═══ Record extracts ═══
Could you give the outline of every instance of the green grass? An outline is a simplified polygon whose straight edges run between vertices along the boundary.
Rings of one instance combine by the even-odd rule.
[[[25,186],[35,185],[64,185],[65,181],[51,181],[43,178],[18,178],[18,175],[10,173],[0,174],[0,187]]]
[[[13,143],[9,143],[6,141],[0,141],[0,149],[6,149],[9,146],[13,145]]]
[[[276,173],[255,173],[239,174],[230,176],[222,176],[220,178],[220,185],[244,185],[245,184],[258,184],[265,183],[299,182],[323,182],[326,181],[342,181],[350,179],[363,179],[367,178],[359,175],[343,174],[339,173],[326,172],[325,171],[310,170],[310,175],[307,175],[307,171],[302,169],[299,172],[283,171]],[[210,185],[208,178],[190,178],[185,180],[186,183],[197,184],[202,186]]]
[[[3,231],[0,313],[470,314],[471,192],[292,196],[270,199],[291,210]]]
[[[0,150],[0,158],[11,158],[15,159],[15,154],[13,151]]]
═══
## Description of the task
Copy out the full listing above line for line, without altering anything.

## Task response
Could you give the outline of every instance of the green grass? An outline is a simplified polygon whose straight edges run between vertices along the boundary.
Rings of one instance combine by the even-odd rule.
[[[25,186],[35,185],[64,185],[65,181],[51,181],[43,178],[18,178],[18,175],[10,173],[0,174],[0,187]]]
[[[13,143],[9,143],[6,141],[0,141],[0,149],[6,149],[9,146],[13,145]]]
[[[276,173],[255,173],[239,174],[230,176],[222,176],[220,178],[220,185],[244,185],[245,184],[258,184],[265,183],[299,182],[323,182],[326,181],[342,181],[350,179],[363,179],[367,178],[359,175],[343,174],[339,173],[326,172],[325,171],[310,170],[310,175],[307,175],[307,171],[302,169],[299,172],[283,171]],[[210,185],[208,178],[190,178],[185,180],[186,183],[197,184],[202,186]]]
[[[3,231],[0,313],[470,314],[471,192],[292,196],[270,199],[291,210]]]
[[[0,150],[0,158],[11,158],[15,159],[15,154],[13,151]]]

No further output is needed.